Dataset records about object locations
'''
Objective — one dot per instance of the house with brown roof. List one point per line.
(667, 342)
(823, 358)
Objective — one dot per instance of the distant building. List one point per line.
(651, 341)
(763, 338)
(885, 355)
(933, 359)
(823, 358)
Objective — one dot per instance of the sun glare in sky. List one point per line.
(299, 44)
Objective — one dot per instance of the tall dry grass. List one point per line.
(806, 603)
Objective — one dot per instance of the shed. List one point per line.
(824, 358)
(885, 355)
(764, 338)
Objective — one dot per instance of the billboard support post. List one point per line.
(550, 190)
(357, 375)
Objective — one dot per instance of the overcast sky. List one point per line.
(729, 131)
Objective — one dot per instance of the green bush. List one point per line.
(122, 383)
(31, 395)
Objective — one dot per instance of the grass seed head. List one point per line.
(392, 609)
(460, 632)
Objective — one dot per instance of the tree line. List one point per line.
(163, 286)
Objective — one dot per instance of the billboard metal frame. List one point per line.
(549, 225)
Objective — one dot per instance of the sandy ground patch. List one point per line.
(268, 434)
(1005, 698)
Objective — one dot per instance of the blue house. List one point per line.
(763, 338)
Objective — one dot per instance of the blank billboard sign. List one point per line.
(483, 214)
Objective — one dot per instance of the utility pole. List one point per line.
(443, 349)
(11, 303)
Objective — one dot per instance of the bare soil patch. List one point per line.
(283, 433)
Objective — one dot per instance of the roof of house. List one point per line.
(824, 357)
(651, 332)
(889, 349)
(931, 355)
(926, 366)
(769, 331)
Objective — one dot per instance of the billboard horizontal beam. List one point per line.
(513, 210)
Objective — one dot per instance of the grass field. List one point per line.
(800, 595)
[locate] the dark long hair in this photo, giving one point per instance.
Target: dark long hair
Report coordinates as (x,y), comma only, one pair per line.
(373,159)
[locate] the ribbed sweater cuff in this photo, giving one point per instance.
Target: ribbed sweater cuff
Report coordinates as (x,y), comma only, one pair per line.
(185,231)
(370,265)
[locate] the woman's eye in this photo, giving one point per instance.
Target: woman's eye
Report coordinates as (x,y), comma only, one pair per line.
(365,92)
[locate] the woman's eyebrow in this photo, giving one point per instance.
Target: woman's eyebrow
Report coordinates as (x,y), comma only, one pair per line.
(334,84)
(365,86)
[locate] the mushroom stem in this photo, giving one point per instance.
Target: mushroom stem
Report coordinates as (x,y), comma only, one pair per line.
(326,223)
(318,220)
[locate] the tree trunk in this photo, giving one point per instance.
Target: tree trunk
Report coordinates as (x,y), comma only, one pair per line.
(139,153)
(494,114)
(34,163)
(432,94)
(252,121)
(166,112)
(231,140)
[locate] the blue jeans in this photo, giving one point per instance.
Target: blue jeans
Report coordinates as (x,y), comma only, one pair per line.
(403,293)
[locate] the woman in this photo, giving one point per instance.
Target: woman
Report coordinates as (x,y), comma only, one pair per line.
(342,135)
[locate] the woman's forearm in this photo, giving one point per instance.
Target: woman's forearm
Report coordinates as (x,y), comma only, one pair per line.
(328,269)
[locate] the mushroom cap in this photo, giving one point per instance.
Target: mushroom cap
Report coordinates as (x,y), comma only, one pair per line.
'''
- **INSTRUCTION**: Beginning at the line where "Objective — one dot per instance of the grass field." appears, extract each line through the end of the data above; keep them exact and include nothing else.

- **RESPONSE TO THE TASK**:
Objective — one dot per instance of the grass field. List one point per line.
(800, 595)
[locate] the dark long hair in this photo, giving one point per instance.
Target: dark long hair
Report coordinates as (x,y), comma only, one pair per line.
(373,159)
[locate] the ribbed sweater cuff in this photo, giving one point per instance.
Target: ribbed sweater cuff
Report coordinates as (x,y), comma only, one pair per line.
(185,231)
(370,265)
[locate] the woman's eye in this photo, giving one point per instance.
Target: woman's eye
Report coordinates as (x,y), comma only, one pair per line.
(365,92)
[locate] the woman's eyebrow in this photo, giving one point per instance.
Target: woman's eyebrow
Report coordinates as (x,y), comma only, one pair per line.
(334,84)
(365,86)
[locate] the mushroom stem in this photo, giving one point per instance.
Target: mushroom stem
Report coordinates as (x,y), comma only, one pair per line.
(326,223)
(318,220)
[locate] the tree trunk in this photo, giving one point per instance.
Target: tree trunk
Report coordinates as (x,y), comma only, one pair per line.
(139,153)
(494,114)
(34,163)
(432,94)
(252,121)
(166,112)
(231,140)
[locate] the blue jeans in this photo, giving one point per instance.
Target: blue jeans
Report coordinates as (x,y), comma only, one pair per line.
(403,293)
[locate] the woman in this photo, giving one point per instance.
Target: woman
Report coordinates as (x,y), comma only, one pair per line.
(342,135)
[locate] the woman's forearm in this photo, giving one point per instance.
Target: woman's forearm
Report coordinates as (x,y), comma only, one pair per line.
(328,269)
[locate] the mushroom cap in this photo, giving one point per instance.
Target: mushroom cap
Report coordinates as (x,y), comma only, one pair per line.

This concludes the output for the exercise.